_List of tasks_.
a - Translate the sentence "Quantising to INT4 cuts the weights to ~33 GiB." from the GPU sizing FAQ into Spanish.
b - Resume the GPU sizing FAQ, beginning after its final sentence.

_Text to read_.
How many GPUs do I need to run Llama 3 70B?

At FP16 a 70-billion-parameter model needs about 131 GiB just for weights, so it fits on two 80 GB H100s for a single stream — but serving many concurrent users adds KV-cache memory, so real deployments typically use 4–8 H100s. Quantising to INT4 cuts the weights to ~33 GiB. Enter your context length and concurrent users above for an exact figure.

How is the VRAM calculated?

VRAM = model weights + KV cache + overhead. Weights = parameters × bytes-per-parameter (FP16 = 2, FP8/INT8 = 1, INT4 = 0.5). The KV cache is computed the correct way for modern models — using the number of key/value heads (grouped-query attention), not the query-head count, which is the mistake most calculators make and which overstates memory 4–8× on Llama-class models. DeepSeek’s Multi-head Latent Attention is handled separately because its cache is far smaller.

Is it cheaper to own GPUs or rent the cloud?

It depends on utilisation. Renting on-demand is cheaper when GPUs sit idle much of the time; owning (financed, plus power and cooling) wins once utilisation is sustained. The tool shows the monthly figures side by side and the break-even month for a purchase versus cloud — drag the utilisation slider to see the crossover.

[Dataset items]
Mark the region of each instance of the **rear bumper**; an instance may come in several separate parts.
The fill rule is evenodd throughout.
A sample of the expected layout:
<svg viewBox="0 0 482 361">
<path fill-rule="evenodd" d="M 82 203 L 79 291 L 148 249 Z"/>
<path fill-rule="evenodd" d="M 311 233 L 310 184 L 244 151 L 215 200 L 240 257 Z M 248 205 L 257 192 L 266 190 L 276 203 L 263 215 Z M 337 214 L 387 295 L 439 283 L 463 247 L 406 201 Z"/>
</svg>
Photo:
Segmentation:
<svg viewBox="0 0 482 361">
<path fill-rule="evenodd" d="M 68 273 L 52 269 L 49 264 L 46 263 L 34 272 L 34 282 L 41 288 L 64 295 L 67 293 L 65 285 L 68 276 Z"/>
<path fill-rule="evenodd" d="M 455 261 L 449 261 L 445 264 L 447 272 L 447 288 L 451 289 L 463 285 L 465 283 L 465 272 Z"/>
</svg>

_Responses_.
a - La cuantización a INT4 reduce los pesos a unos 33 GiB.

b -
Are the costs a formal quote?

No — every figure is indicative and for planning only. Capex uses reseller guide prices and the monthly is derived from a representative UK rental factor; throughput especially varies with framework, batching and tuning. Request a quote and a specialist will turn the sizing into a firm, buildable quotation.

Which GPUs and models are supported?

GPUs: H200, H100 (SXM and NVL), B200, A100, L40S and RTX 6000 Ada. Models: the Llama 3.x family, Mistral & Mixtral, Qwen 2.5, DeepSeek-R1/V3, Gemma 2/3, Phi, Command R and Falcon — with architecture constants read from each model’s published configuration.

Can I share or embed the result?

Yes. Every configuration is encoded in the page URL, so “Save / share this build” copies a link that reproduces the exact result for a colleague. The tool can also be embedded on your own site.